**WHAT IS REQUIRED:** Transcribe all of the records precisely as they are presented.

(Location labeling records)
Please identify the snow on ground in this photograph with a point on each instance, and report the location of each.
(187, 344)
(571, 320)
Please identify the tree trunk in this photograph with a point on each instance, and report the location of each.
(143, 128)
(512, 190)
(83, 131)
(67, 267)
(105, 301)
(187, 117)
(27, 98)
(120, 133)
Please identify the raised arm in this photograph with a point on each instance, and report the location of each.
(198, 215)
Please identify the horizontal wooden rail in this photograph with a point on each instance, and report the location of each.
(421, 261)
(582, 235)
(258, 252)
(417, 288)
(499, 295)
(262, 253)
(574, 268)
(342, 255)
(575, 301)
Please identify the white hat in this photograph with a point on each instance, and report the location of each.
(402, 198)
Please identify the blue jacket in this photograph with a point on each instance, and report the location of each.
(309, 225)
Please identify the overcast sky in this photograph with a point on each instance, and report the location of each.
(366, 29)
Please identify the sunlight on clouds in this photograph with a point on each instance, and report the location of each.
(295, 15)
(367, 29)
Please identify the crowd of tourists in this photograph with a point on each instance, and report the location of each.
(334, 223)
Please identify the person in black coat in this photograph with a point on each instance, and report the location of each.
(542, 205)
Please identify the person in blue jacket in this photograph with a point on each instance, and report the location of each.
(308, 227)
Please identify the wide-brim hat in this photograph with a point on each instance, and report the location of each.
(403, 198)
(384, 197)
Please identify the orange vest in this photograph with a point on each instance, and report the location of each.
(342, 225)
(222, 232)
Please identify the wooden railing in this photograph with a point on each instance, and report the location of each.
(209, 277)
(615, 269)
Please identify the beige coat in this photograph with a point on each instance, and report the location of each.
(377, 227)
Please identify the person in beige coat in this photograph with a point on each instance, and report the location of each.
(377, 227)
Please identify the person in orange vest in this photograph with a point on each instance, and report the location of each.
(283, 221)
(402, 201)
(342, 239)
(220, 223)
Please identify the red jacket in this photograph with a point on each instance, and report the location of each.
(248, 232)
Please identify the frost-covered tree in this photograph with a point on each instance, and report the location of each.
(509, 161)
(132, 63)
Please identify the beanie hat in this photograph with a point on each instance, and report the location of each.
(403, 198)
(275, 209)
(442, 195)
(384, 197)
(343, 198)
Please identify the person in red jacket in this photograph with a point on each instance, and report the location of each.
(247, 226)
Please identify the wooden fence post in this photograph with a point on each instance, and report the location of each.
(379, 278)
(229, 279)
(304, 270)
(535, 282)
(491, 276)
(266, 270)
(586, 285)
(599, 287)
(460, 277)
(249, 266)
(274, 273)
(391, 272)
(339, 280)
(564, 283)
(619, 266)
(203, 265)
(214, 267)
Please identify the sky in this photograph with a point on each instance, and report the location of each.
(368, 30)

**COMPLETE RESPONSE:**
Please identify the snow on ground in this photograph with a point on each instance, and report the location of each.
(187, 344)
(571, 320)
Please identify the tree trunk in this photograph with a point on each instance, and report the location of each.
(143, 128)
(512, 190)
(83, 131)
(67, 267)
(105, 301)
(187, 117)
(27, 98)
(120, 133)
Please identify the raised arm in this photograph with a point on each instance, and report the location of each.
(198, 215)
Please identify the horizontal wooden rail in this photograph with a point on each instance, and report the location of each.
(421, 261)
(582, 235)
(258, 252)
(417, 288)
(499, 295)
(262, 253)
(574, 268)
(342, 255)
(575, 301)
Please identify the white hat in this photograph with a point on each instance, and report the location of each.
(402, 198)
Please identify the blue jacket in this photograph with a point on each instance, and report the location of each.
(309, 225)
Please identify the overcast sky in this photograph with a point on each instance, and report the location of each.
(366, 29)
Please identify the sunlight on clouds in this photograph with a point on each instance, and report the location of each.
(295, 15)
(367, 29)
Please identify the crowd of tourists in this photograph with a point on each instance, and report the location of each.
(334, 223)
Please identify the person in black coat in this photograph with a point on each instance, and report the location of each.
(542, 205)
Please identify the person in blue jacket in this photograph with a point on each instance, and report the location of each.
(308, 227)
Please identify the wide-brim hat in this photograph with a point on each instance, and report the location of each.
(403, 198)
(384, 197)
Please identify the orange vest in this photograph with a point on each instance, and report the location of each.
(342, 225)
(222, 232)
Please identify the wooden railing in this photograph with a point on each instance, and report the location of each.
(209, 277)
(615, 269)
Please identify the beige coat in this photograph with a point on each instance, and report the location of each.
(377, 227)
Please identify the person in beige coat in this photograph with a point on each instance, and report the location of each.
(377, 227)
Please identify the person in orange vest in this photograph with a point on each instance, and report the location of each.
(283, 221)
(402, 201)
(342, 239)
(220, 223)
Please identify the red jacket in this photograph with a point on each instance, and report the location of each.
(248, 232)
Please identify the frost-covered tree in this photograph with a point on each instance, and report the location of each.
(509, 161)
(132, 63)
Please identify the beanie hat in this photograph with a point on each instance, and report the location of each.
(403, 198)
(275, 209)
(442, 195)
(384, 197)
(343, 198)
Please identify the person in red jacket in this photograph with a point on each instance, and report the location of each.
(247, 226)
Please identify the wooden fence post in this photograph with a point on each instance, and report the location of each.
(379, 278)
(229, 279)
(304, 270)
(535, 282)
(491, 276)
(266, 270)
(586, 285)
(599, 287)
(460, 277)
(249, 266)
(274, 273)
(391, 272)
(339, 280)
(564, 283)
(619, 266)
(203, 265)
(214, 267)
Please identify the sky in this photograph with a point on each instance, and report the location of each.
(368, 30)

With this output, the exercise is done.